▶ [What is required]:
Copy out all the lines in the records that include the word "Target".
--- Source material ---
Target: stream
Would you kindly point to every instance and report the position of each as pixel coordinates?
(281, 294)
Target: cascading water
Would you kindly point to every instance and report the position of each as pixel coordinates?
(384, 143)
---
--- Source material ---
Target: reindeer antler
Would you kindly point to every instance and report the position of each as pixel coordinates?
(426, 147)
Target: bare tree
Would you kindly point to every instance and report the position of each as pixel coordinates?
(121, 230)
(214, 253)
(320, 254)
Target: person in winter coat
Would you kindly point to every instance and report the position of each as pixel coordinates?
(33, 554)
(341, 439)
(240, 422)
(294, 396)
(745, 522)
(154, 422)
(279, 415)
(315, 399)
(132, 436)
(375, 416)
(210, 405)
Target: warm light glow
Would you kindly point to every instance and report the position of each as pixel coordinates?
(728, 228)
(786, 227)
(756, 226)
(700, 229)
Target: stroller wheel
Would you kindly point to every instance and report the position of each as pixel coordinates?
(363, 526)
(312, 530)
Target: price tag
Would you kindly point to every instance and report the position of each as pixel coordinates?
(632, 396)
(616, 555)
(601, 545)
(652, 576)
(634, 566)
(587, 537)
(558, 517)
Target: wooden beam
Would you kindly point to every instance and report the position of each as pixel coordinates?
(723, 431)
---
--- Source material ---
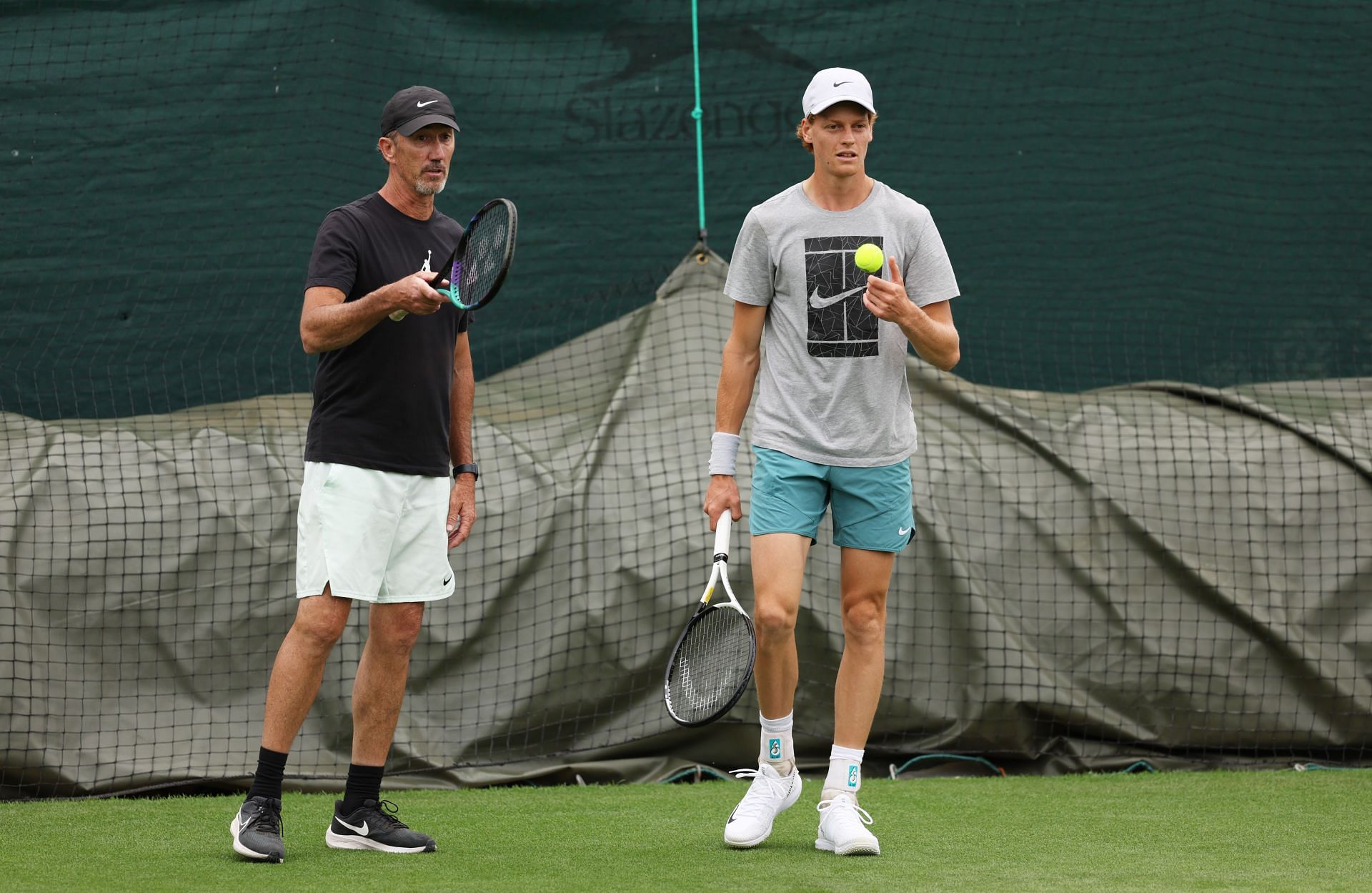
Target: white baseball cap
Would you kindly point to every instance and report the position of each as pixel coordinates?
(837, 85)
---
▶ [Task solution]:
Target: stream
Target: cascading water
Target: reindeer antler
Target: bare tree
Target: person in winter coat
Target: warm light glow
Target: stroller wheel
Target: price tag
Target: wooden beam
Target: white baseball cap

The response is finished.